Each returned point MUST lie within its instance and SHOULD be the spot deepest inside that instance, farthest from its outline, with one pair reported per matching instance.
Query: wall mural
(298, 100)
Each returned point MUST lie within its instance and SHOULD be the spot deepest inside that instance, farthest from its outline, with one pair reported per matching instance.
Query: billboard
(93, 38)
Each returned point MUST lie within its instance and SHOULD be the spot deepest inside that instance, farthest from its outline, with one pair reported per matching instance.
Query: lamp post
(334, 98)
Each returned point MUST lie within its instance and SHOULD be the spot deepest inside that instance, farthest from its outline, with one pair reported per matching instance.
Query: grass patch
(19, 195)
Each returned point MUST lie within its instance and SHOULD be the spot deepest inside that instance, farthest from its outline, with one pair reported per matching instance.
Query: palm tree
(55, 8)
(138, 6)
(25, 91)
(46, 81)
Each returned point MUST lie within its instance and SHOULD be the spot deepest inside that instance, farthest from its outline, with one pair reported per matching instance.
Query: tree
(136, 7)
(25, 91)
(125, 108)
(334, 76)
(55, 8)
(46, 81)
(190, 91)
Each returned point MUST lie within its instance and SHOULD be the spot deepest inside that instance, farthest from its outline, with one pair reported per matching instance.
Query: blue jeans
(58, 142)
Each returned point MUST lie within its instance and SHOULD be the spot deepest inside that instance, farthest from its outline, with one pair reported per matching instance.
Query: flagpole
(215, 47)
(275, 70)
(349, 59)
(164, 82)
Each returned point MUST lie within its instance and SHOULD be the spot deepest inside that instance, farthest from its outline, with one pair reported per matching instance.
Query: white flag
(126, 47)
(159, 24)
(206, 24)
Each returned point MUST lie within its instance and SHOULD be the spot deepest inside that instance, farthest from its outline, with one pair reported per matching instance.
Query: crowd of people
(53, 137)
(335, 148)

++++++++++++++++++++

◆ INSTRUCTIONS TO FOLLOW
Restate the records from above exactly as they read.

◆ RESPONSE AREA
Each returned point MUST lie within its instance and SHOULD be the spot deepest inside that instance, farthest from its outline, with one pair reported per matching instance.
Query: wall mural
(298, 100)
Each returned point MUST lie within its instance and SHOULD be the spot deepest inside that instance, farthest from its outline, with one pair reported per matching instance.
Query: billboard
(93, 38)
Each returned point MUST lie within its instance and SHOULD be the spot deepest inside that instance, farthest from its outline, with one pair reported per matching instance.
Query: lamp post
(334, 98)
Each returned point MUST lie within its instance and SHOULD be the spot deepest inside that instance, farthest from its outline, with one pair reported per matching instance.
Query: grass patch
(19, 195)
Each returned point MUST lie within its instance and SHOULD be the spot deepest inside that instance, farthest from its outline, with one pair reported per matching instance.
Query: palm tree
(55, 8)
(138, 6)
(25, 91)
(46, 81)
Each returned point MUST lie within its instance and SHOULD be the spot deepest inside that instance, farthest from its outline, with one pair reported per matching instance.
Query: tree
(136, 7)
(25, 91)
(125, 108)
(334, 76)
(55, 8)
(46, 81)
(190, 91)
Each returned point MUST lie within its instance and SHOULD be the spot deepest inside that instance, farthest from its outline, with one pair reported per matching instance.
Query: blue jeans
(58, 142)
Each returned point MUST lie within its instance and SHOULD be the spot deepest inside that instance, farthest from its outline, with one pair reported per matching instance.
Query: flagpole
(215, 47)
(275, 70)
(349, 59)
(164, 82)
Each returned point MUST lie within its instance and SHOULD be the spot deepest inside that instance, farthest from its outline, with one pair reported per matching instance.
Query: white flag
(126, 47)
(159, 24)
(206, 24)
Each returned point MUST lie within its instance and SHOULD be the spot deepest inside that instance, farthest from its outline, with one pair reported per matching instance.
Query: crowd of people
(53, 137)
(335, 148)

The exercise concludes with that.